- Petit exercice 1
Sors sous forme de liste JSON de chaînes, une chaîne par ligne et sans les lignes vides, les lignes qui vont du début des lignes fournies jusqu'à celle qui contient « [[[28,224],[31,180],[0,178],[0,305],[14,303],[19,229]]] », comprise.

- Texte à lire
·····
Le don de l'indulgence (par laquelle l’exigence de réparation est totalement ou partiellement satisfaite) est donc indéfectiblement lié, lui aussi, au sacrement du pardon. « Le sacrement de réconciliation vient rétablir mon lien avec Dieu. L’indulgence elle, vient une fois que le sacrement du pardon a été donné. Ce n’est pas l’un ou l’autre, c’est l’un après l’autre. » (Père Jean-Philippe Nault, recteur du sanctuaire d’Ars, p. 1). « La théologie catholique (…) situe les indulgences dans le contexte de l’agir sacramentel du Christ-Rédempteur à travers le sacrement de réconciliation pénitente » (P. Bertrand de Margerie, in Le Mystère des Indulgences, editions P. Lethielleux, cité p. 13).
·····
- Lignes fournies

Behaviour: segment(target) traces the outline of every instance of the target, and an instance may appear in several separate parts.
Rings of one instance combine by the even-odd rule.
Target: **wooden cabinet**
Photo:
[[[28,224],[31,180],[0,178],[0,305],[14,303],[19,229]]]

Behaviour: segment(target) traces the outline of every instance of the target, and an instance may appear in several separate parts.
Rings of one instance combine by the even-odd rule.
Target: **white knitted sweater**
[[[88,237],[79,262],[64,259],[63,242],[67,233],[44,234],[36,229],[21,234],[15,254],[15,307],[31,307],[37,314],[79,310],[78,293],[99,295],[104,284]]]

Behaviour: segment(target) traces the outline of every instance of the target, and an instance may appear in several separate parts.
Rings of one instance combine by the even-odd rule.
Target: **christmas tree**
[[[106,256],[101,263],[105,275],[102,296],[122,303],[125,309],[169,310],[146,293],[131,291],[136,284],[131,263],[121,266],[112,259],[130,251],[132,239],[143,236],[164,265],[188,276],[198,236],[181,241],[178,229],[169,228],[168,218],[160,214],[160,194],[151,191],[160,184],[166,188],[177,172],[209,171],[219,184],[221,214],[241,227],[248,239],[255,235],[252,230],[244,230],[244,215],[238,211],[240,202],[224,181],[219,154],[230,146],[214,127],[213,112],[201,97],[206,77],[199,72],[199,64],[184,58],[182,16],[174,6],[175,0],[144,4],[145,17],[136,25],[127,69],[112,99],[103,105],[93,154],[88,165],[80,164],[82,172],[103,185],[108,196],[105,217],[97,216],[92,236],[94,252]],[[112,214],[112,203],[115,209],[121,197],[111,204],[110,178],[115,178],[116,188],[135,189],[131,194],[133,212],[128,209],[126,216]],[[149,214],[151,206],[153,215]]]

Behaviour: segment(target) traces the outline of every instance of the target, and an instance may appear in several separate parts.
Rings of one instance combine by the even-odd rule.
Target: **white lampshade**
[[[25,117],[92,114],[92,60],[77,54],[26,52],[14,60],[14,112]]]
·····
- Petit exercice 2
Reproduis mot pour mot le passage sur les indulgences, en commençant par « Le don de l'indulgence » et en allant jusqu'à « cité p. 13). ».

- Solution rédigée 1
[
  "Behaviour: segment(target) traces the outline of every instance of the target, and an instance may appear in several separate parts.",
  "Rings of one instance combine by the even-odd rule.",
  "Target: **wooden cabinet**",
  "Photo:",
  "[[[28,224],[31,180],[0,178],[0,305],[14,303],[19,229]]]"
]

- Solution rédigée 2
Le don de l'indulgence (par laquelle l’exigence de réparation est totalement ou partiellement satisfaite) est donc indéfectiblement lié, lui aussi, au sacrement du pardon. « Le sacrement de réconciliation vient rétablir mon lien avec Dieu. L’indulgence elle, vient une fois que le sacrement du pardon a été donné. Ce n’est pas l’un ou l’autre, c’est l’un après l’autre. » (Père Jean-Philippe Nault, recteur du sanctuaire d’Ars, p. 1). « La théologie catholique (…) situe les indulgences dans le contexte de l’agir sacramentel du Christ-Rédempteur à travers le sacrement de réconciliation pénitente » (P. Bertrand de Margerie, in Le Mystère des Indulgences, editions P. Lethielleux, cité p. 13).